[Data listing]
▶
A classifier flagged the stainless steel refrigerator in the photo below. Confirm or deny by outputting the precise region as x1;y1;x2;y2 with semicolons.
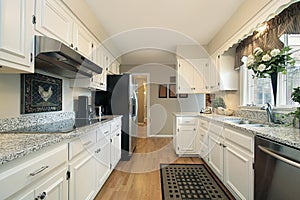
93;74;138;160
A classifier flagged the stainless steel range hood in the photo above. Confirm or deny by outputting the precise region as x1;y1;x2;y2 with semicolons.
35;35;102;79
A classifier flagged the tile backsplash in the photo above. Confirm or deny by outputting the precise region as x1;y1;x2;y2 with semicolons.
0;112;75;132
234;109;294;125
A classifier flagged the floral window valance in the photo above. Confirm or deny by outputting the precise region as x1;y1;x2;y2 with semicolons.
235;2;300;67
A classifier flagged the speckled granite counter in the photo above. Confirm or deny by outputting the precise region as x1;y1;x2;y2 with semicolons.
0;116;121;166
173;112;300;150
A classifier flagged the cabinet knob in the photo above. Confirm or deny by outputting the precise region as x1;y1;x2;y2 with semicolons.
34;192;47;200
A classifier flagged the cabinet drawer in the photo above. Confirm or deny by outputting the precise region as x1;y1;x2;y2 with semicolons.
199;119;208;130
97;123;111;141
0;144;68;199
177;117;198;126
111;119;121;133
209;123;223;135
69;131;96;160
224;129;254;153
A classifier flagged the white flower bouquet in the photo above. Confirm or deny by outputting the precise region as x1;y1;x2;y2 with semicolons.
246;46;295;78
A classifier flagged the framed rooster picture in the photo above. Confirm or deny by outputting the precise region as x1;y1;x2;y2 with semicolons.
21;73;62;114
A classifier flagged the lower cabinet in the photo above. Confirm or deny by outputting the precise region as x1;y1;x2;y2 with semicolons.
208;132;224;181
224;129;254;199
207;125;254;200
174;117;200;156
69;151;96;200
0;118;121;200
35;166;68;200
94;135;111;188
0;144;68;200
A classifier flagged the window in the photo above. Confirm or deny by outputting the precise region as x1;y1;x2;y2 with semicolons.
240;34;300;107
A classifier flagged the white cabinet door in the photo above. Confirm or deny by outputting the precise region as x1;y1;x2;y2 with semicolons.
110;132;121;169
177;59;194;93
0;0;34;72
224;139;254;200
35;0;74;47
73;22;94;60
35;166;68;200
95;136;111;187
204;63;219;92
69;152;96;200
208;133;223;180
176;126;197;154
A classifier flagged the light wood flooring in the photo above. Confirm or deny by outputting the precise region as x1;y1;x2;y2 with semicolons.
95;138;232;200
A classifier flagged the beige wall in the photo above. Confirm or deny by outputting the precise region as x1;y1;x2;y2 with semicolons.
120;64;204;135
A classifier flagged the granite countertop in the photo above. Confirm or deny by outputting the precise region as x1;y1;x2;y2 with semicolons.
0;116;121;166
173;112;300;150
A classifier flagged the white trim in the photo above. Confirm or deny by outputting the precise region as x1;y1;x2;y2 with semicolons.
148;134;173;138
132;73;150;137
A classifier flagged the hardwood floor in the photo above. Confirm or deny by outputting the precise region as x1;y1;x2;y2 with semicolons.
95;138;203;200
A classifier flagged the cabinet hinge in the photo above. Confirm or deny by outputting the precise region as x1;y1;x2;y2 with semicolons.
66;171;71;181
32;15;36;24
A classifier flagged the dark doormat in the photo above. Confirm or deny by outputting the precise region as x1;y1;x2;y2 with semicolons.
160;164;230;200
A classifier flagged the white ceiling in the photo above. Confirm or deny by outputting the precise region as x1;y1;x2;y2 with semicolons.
86;0;245;64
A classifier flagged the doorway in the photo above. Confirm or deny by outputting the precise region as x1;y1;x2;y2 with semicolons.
132;73;150;138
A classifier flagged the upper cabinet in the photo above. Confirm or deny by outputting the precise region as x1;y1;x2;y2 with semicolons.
34;0;93;60
34;0;116;90
73;22;94;60
177;58;210;93
0;0;34;73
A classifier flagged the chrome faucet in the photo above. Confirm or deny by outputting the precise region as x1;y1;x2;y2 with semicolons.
261;103;277;124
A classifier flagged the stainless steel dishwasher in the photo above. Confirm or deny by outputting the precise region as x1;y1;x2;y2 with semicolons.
254;136;300;200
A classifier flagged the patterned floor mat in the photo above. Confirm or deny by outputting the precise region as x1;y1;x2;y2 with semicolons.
160;164;229;200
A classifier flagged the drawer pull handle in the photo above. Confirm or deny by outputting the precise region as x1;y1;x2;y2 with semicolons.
29;166;49;176
83;141;92;146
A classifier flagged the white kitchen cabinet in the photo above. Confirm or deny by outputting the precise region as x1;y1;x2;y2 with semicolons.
94;124;111;188
198;119;209;162
34;166;68;200
224;129;254;200
69;151;96;200
0;144;68;199
34;0;93;60
110;118;122;168
208;132;224;181
177;58;209;93
34;0;75;47
108;60;120;74
217;48;239;90
203;60;220;93
69;129;97;200
174;117;200;156
73;21;94;60
0;0;34;73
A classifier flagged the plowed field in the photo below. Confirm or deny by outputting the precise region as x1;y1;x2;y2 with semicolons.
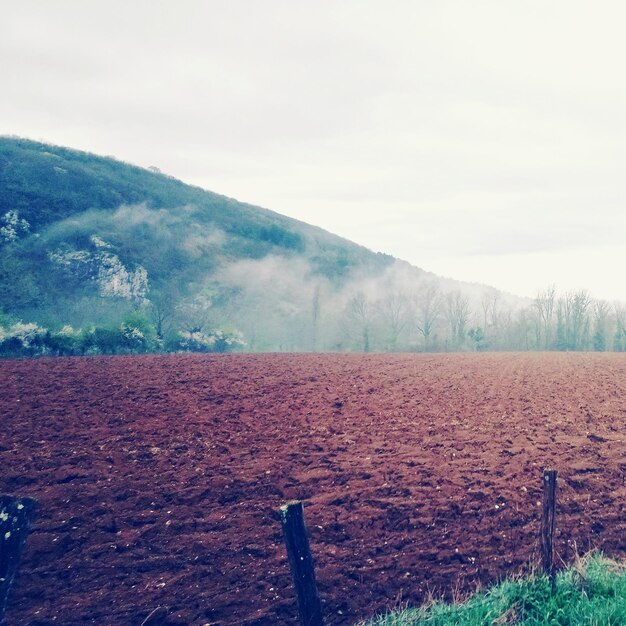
0;354;626;626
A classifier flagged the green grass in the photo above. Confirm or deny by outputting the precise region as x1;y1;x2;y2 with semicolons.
360;554;626;626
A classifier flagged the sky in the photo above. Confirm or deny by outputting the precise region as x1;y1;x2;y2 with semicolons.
0;0;626;300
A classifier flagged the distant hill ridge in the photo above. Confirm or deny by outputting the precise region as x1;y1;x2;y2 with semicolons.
0;137;532;354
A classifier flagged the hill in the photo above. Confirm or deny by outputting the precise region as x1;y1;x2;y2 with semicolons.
0;137;520;351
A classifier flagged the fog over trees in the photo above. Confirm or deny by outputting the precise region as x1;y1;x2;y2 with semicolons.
0;138;626;356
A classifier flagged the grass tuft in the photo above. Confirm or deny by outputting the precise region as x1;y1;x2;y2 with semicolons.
360;554;626;626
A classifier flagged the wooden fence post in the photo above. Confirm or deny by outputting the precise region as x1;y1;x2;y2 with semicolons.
541;469;557;591
280;500;324;626
0;496;36;622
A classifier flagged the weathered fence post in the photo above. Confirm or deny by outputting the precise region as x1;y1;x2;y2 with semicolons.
0;496;35;622
280;500;324;626
541;469;557;591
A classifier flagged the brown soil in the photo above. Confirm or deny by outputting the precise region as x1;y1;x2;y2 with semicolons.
0;354;626;626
◀
=== WHAT YOU WILL DO ===
Count the lines of the records above that contain the string "drawer", with case mattering. Give only the number.

=== RESULT ===
2